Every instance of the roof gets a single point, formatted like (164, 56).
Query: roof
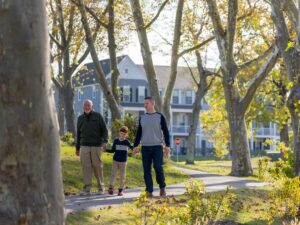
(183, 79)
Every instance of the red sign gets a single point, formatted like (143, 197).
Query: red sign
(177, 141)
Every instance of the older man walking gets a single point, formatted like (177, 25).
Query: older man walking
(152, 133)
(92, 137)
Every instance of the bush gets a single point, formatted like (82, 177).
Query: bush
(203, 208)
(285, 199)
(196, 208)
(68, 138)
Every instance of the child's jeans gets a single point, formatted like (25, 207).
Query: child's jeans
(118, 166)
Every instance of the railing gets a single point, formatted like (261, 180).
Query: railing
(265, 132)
★ ★ ★ ★
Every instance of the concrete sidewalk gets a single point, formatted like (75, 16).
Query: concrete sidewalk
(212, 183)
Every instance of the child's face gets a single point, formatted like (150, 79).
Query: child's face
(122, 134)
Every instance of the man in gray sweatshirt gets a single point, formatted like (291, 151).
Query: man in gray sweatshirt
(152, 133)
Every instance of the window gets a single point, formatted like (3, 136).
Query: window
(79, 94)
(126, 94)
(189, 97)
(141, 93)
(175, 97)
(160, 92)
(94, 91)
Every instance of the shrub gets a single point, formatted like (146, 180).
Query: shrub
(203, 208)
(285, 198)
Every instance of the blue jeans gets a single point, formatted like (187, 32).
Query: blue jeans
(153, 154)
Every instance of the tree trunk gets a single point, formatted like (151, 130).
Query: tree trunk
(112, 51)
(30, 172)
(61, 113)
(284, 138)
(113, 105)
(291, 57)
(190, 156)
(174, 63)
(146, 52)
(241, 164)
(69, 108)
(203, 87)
★ ★ ★ ★
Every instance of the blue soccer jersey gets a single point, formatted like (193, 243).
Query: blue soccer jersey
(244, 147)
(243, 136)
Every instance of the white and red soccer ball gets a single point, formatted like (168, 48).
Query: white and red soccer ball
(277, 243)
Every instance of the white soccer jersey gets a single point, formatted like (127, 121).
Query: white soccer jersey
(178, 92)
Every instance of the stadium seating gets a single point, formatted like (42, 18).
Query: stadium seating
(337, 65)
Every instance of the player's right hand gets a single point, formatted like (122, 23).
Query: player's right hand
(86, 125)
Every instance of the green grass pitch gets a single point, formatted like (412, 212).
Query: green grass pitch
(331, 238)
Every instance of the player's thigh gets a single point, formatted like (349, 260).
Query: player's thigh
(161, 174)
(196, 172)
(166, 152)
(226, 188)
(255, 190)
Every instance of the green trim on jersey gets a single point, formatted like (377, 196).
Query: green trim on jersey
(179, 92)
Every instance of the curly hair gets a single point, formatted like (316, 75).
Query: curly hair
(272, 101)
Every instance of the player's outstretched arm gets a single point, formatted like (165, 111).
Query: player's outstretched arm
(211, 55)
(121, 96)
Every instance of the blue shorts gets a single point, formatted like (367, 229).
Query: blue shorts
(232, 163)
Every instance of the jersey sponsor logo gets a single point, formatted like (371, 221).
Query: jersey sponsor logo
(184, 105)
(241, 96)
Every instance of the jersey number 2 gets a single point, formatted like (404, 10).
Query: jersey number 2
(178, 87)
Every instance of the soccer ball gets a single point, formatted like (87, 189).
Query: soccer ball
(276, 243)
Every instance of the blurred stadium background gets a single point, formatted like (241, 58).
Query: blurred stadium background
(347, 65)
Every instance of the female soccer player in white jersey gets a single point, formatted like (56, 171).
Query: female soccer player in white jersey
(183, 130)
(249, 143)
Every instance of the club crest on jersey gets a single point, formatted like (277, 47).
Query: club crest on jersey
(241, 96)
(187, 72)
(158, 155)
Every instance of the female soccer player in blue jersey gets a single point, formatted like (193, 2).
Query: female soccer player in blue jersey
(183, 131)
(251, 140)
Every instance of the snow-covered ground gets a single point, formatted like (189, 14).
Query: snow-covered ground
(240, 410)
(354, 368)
★ ★ ★ ★
Please output, exactly as written, the lines above from the one holding "Every instance of the roof" through the one holding "Every instance of the child's jeans", both included, with the pictures omitted.

Every instance of the roof gets a single point, formatted like (164, 56).
Query: roof
(183, 79)
Every instance of the red sign gets a single point, formatted like (143, 197).
Query: red sign
(177, 141)
Every instance of the older man walking gets a single point, formatted like (177, 25).
Query: older man walking
(152, 133)
(92, 137)
Every instance of the bush gets a single point, formatted like (82, 177).
Query: bush
(203, 208)
(285, 199)
(196, 208)
(68, 138)
Every instance of the child's jeans gets a single point, formatted like (25, 207).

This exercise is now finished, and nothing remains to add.